*** Data provided ***

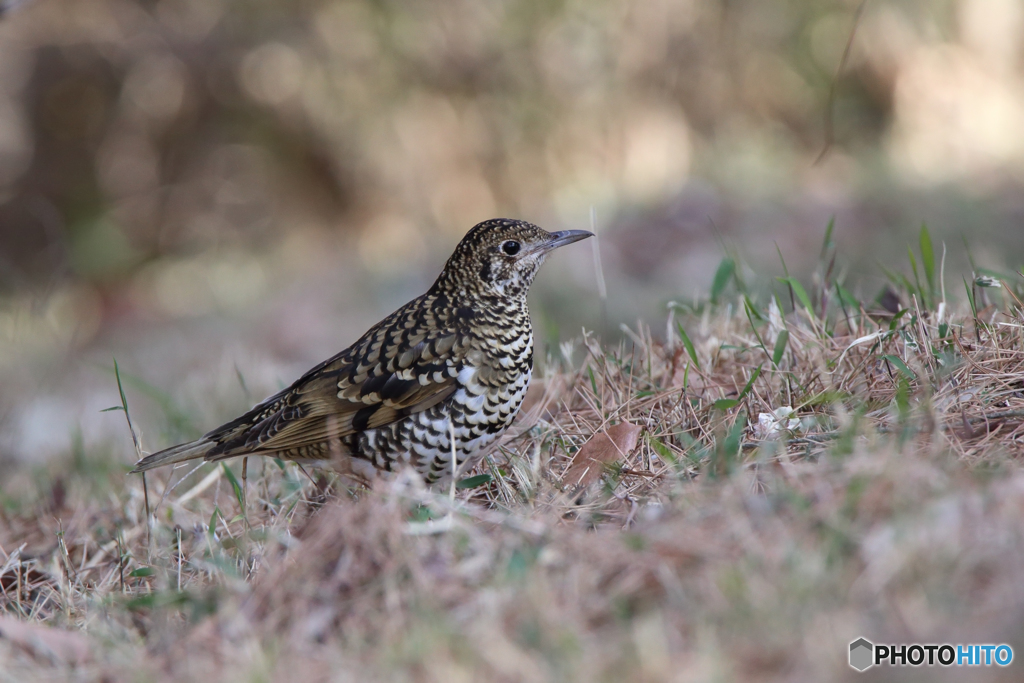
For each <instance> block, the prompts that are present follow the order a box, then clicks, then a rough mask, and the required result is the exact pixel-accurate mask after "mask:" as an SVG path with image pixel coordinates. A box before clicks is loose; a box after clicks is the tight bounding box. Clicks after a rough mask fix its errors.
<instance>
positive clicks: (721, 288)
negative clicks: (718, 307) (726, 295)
mask: <svg viewBox="0 0 1024 683" xmlns="http://www.w3.org/2000/svg"><path fill="white" fill-rule="evenodd" d="M735 271H736V262H735V261H733V260H732V258H731V257H729V256H726V257H725V258H723V259H722V262H721V263H719V264H718V270H716V271H715V280H714V281H713V282H712V285H711V300H712V302H713V303H718V298H719V297H720V296H721V295H722V292H724V291H725V288H726V286H727V285H728V284H729V280H731V279H732V275H733V273H734V272H735Z"/></svg>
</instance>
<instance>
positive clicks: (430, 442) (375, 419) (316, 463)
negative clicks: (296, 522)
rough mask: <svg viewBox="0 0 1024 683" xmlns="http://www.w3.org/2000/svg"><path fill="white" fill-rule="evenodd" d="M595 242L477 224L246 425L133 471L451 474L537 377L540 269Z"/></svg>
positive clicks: (487, 222) (495, 431) (463, 463)
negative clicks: (186, 471) (534, 303)
mask: <svg viewBox="0 0 1024 683" xmlns="http://www.w3.org/2000/svg"><path fill="white" fill-rule="evenodd" d="M590 237H593V233H592V232H589V231H587V230H562V231H557V232H548V231H547V230H545V229H543V228H541V227H539V226H537V225H535V224H532V223H529V222H526V221H523V220H514V219H508V218H495V219H492V220H486V221H483V222H481V223H478V224H477V225H475V226H474V227H472V228H471V229H470V230H469V232H467V233H466V236H465V237H464V238H463V239H462V241H461V242H460V243H459V245H458V246H457V247H456V249H455V252H454V253H453V254H452V256H451V257H450V258H449V259H447V262H446V263H445V264H444V267H443V269H442V270H441V272H440V274H439V275H438V276H437V279H436V280H435V281H434V283H433V285H432V286H431V287H430V289H429V290H428V291H427V292H426V293H425V294H423V295H422V296H419V297H417V298H416V299H413V300H412V301H410V302H409V303H407V304H406V305H403V306H401V307H400V308H398V309H397V310H395V311H394V312H393V313H391V314H390V315H388V316H387V317H385V318H384V319H382V321H381V322H380V323H378V324H377V325H375V326H373V327H372V328H371V329H370V330H369V331H367V332H366V333H365V334H364V335H362V336H361V337H359V339H358V340H357V341H356V342H355V343H353V344H352V345H351V346H349V347H348V348H346V349H345V350H343V351H341V352H340V353H338V354H336V355H335V356H333V357H331V358H328V359H327V360H325V361H323V362H321V364H319V365H317V366H315V367H314V368H312V369H311V370H309V371H308V372H307V373H305V374H304V375H302V377H300V378H299V379H298V380H296V381H295V383H293V384H292V385H291V386H289V387H288V388H286V389H284V390H282V391H281V392H279V393H276V394H274V395H272V396H270V397H269V398H267V399H265V400H263V401H262V402H260V403H258V404H257V405H256V407H254V408H253V409H252V410H250V411H249V412H248V413H246V414H245V415H242V416H241V417H239V418H237V419H234V420H231V421H230V422H227V423H225V424H223V425H221V426H219V427H217V428H216V429H213V430H212V431H210V432H209V433H207V434H206V435H205V436H203V437H201V438H199V439H196V440H194V441H189V442H187V443H181V444H178V445H175V446H172V447H169V449H166V450H164V451H160V452H158V453H155V454H153V455H148V456H145V457H144V458H142V459H140V460H139V461H138V462H137V463H136V464H135V468H134V469H133V470H132V473H139V472H145V471H147V470H152V469H154V468H156V467H161V466H165V465H172V464H175V463H181V462H185V461H191V460H203V461H206V462H215V461H221V460H225V459H228V458H236V457H240V456H269V457H273V458H278V459H281V460H283V461H286V462H289V461H292V462H298V463H300V464H322V465H329V466H333V467H334V469H336V470H337V471H339V472H340V473H343V474H347V475H349V476H350V477H352V478H354V479H355V480H356V481H358V482H362V483H366V482H369V481H370V480H372V479H373V478H374V477H375V476H376V475H377V474H378V473H380V472H393V471H397V470H401V469H404V468H409V467H411V468H413V469H415V470H416V471H417V472H418V473H419V475H420V476H421V477H422V478H423V479H424V480H425V481H426V482H427V483H436V482H438V481H440V480H446V479H449V478H450V477H452V476H455V472H456V471H457V470H458V469H462V468H463V466H464V465H467V464H468V463H469V464H471V463H473V462H475V460H476V458H477V457H479V456H482V454H483V452H484V450H485V449H486V447H487V446H488V445H489V444H492V443H493V442H494V441H495V440H496V439H497V438H498V437H499V436H501V435H502V434H503V433H504V432H505V430H506V429H508V427H509V426H510V425H511V424H512V421H513V420H514V419H515V417H516V414H517V413H518V411H519V407H520V405H521V404H522V400H523V396H525V394H526V389H527V387H528V386H529V381H530V377H531V375H532V369H534V332H532V328H531V326H530V319H529V309H528V307H527V305H526V295H527V293H528V291H529V287H530V285H531V284H532V283H534V279H535V276H536V275H537V272H538V270H539V269H540V267H541V265H542V264H543V263H544V260H545V258H546V257H547V256H548V255H549V254H550V253H551V252H552V251H553V250H555V249H557V248H559V247H563V246H565V245H568V244H572V243H574V242H579V241H580V240H584V239H587V238H590ZM453 441H454V443H453ZM453 455H454V457H455V460H456V462H455V463H453V462H452V459H453Z"/></svg>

***

Task
The number of lines in the data that hold "positive" must be the entire answer.

Solution for this task
3